## [GOAL A]
What processor speed does the post about the computer troubles give for the new computer?

First of all I would like to apologise to everyone who has been trying to talk to me over the last few days, especially dear Naomi. I am feeling pretty horrible at the moment, and find it hard to talk lucidly to anyone, either in the flesh or online. Life is not particularly easy at the moment, and it is made worse by the abscence of most of the CFZ crew about their own affairs. Richard is in Staffordshire, Graham in London, and this is a particularly bad time for my serotonin levels to crash and burn. Please forgive me guys....

There is good news and there is bad news.

We are beginning to dig ourselves out of the hole in which we found ourselves earlier this summer. However, the additional curve-ball caused by the crash of our hard drive a few weeks ago has presented us with a whole slew of new problems (as if we didn't have enough on our plates).

Therefore, it is - I believe - cards on the table time.

  • My old office computer, which we have had for the past three years, is on its last legs, and I do not want to trust it any more. I am in the process of backing up everything that I can, (quite a lot was already backed up), but it is a long, slow process
  • The new computer (which cost most of our reserves) will be arriving today. Oll, Dave B-P and I will be setting it up later on
  • Once the new computer (which is much more powerful with 9.2 GHz of processor) is up and running I shall be able to resume video editing etc, and the WW videos will be up on CFZtv. It is a great disappointment that we were not able to get them up as quickly as last year, but such is life
  • I lost a hell of a lot of data when the hard drive went. I have learned my lesson from this, but it is too late to cry over spilt milk. Some of this stuff is retrievable, other stuff is lost forever, and other stuff will have to be reconstituted from scratch. This is a long and slow process, and will involve a great deal of work.
  • Amongst the data lost are the latest editions of Animals & Men and The Amateur Naturalist and the pdf templates for both. We shall, therefore, have to start from scratch in redesigning both publications. This means that the publication schedule for both magazines is now all to cock. There will be a new edition of A&M before the end of the year, but I make no promises about TAN. This does not mean that TAN is going out of publication, but it does mean that it is on hiatus until we manage to get things back on track.

## [GOAL B]
Please rewrite the lines of the listing between the line holding "Find the <item>lime peel</item>;" and the line holding "40L99 40L119 34L126", inclusive, as a Markdown table with the columns No. and Line. Give each line a row number and leave out blank lines.

## [GIVEN RECORDS]
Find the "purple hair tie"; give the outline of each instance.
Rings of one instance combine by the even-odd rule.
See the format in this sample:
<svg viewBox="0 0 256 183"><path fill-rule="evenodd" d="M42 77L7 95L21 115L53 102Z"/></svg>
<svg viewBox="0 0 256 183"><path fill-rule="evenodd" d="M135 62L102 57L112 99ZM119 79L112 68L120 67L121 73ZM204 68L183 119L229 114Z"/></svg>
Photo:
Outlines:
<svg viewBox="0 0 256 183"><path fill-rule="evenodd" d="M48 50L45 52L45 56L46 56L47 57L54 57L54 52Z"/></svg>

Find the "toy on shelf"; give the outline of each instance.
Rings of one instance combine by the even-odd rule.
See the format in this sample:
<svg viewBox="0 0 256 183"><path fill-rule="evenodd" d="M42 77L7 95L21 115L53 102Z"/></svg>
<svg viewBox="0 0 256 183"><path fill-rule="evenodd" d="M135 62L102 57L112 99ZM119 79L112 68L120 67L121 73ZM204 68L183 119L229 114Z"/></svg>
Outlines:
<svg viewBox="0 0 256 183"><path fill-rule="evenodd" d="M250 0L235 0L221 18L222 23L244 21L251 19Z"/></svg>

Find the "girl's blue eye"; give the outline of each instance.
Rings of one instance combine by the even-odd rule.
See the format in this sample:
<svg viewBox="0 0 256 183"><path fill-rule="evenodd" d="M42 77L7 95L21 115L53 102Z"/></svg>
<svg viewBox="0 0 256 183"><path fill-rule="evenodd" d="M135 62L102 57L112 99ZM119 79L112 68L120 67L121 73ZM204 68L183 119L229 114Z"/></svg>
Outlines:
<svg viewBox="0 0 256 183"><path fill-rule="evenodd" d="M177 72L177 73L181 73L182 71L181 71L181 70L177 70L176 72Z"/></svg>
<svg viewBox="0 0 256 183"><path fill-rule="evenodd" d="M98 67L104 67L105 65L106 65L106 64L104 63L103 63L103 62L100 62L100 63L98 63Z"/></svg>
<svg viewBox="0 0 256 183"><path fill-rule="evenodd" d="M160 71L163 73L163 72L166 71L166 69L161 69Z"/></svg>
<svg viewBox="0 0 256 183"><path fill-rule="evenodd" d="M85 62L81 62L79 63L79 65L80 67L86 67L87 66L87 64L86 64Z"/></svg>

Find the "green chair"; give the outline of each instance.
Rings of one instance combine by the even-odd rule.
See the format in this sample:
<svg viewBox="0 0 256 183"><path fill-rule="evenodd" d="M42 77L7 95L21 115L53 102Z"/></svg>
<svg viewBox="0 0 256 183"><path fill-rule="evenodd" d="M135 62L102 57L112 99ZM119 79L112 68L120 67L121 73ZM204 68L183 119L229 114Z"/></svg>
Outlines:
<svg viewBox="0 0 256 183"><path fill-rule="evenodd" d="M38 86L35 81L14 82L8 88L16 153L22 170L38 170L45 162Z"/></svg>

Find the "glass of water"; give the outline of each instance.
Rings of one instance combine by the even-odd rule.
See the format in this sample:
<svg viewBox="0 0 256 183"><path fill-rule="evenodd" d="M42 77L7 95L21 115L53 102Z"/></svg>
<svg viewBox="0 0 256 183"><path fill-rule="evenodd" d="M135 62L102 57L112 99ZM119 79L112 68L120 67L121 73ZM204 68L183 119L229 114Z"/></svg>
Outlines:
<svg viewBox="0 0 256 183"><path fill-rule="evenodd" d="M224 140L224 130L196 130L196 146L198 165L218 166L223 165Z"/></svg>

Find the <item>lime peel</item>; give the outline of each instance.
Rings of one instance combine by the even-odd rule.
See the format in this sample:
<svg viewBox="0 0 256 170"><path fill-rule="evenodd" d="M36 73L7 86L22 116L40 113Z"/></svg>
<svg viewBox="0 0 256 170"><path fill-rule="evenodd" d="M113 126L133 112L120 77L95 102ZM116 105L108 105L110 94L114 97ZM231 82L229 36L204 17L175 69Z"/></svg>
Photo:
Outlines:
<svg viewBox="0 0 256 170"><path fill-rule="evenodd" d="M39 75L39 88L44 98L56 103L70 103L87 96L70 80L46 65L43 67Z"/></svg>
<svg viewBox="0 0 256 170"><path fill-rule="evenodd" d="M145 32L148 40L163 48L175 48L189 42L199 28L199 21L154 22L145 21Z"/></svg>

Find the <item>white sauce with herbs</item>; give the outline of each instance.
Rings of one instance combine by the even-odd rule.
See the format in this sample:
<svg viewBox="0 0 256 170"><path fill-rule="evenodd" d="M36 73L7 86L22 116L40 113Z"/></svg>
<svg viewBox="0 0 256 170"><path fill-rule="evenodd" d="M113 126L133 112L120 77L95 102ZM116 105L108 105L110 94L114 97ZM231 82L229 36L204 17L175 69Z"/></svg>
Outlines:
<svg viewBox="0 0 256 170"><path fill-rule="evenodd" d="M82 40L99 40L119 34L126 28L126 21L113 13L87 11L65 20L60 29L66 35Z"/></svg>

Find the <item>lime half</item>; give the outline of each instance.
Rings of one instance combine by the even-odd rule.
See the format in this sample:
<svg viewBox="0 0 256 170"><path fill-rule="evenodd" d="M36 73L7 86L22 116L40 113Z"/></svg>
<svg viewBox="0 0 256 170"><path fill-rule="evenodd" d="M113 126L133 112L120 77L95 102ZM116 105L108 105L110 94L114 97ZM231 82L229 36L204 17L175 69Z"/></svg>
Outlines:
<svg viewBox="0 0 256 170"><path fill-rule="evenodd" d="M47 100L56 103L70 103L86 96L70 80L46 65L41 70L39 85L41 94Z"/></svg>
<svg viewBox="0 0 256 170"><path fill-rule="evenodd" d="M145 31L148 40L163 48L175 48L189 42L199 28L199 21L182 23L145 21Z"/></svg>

## [WORKED SOLUTION A]
9.2 GHz

## [WORKED SOLUTION B]
| No. | Line |
|---|---|
| 1 | Find the <item>lime peel</item>; give the outline of each instance. |
| 2 | Rings of one instance combine by the even-odd rule. |
| 3 | See the format in this sample: |
| 4 | <svg viewBox="0 0 256 170"><path fill-rule="evenodd" d="M36 73L7 86L22 116L40 113Z"/></svg> |
| 5 | <svg viewBox="0 0 256 170"><path fill-rule="evenodd" d="M113 126L133 112L120 77L95 102ZM116 105L108 105L110 94L114 97ZM231 82L229 36L204 17L175 69Z"/></svg> |
| 6 | Photo: |
| 7 | Outlines: |
| 8 | <svg viewBox="0 0 256 170"><path fill-rule="evenodd" d="M39 75L39 88L44 98L56 103L70 103L87 96L70 80L46 65L43 67Z"/></svg> |
| 9 | <svg viewBox="0 0 256 170"><path fill-rule="evenodd" d="M145 32L148 40L163 48L175 48L189 42L199 28L199 21L154 22L145 21Z"/></svg> |
| 10 | Find the <item>white sauce with herbs</item>; give the outline of each instance. |
| 11 | Rings of one instance combine by the even-odd rule. |
| 12 | See the format in this sample: |
| 13 | <svg viewBox="0 0 256 170"><path fill-rule="evenodd" d="M36 73L7 86L22 116L40 113Z"/></svg> |
| 14 | <svg viewBox="0 0 256 170"><path fill-rule="evenodd" d="M113 126L133 112L120 77L95 102ZM116 105L108 105L110 94L114 97ZM231 82L229 36L204 17L175 69Z"/></svg> |
| 15 | Outlines: |
| 16 | <svg viewBox="0 0 256 170"><path fill-rule="evenodd" d="M82 40L99 40L119 34L126 28L126 21L113 13L87 11L65 20L60 29L66 35Z"/></svg> |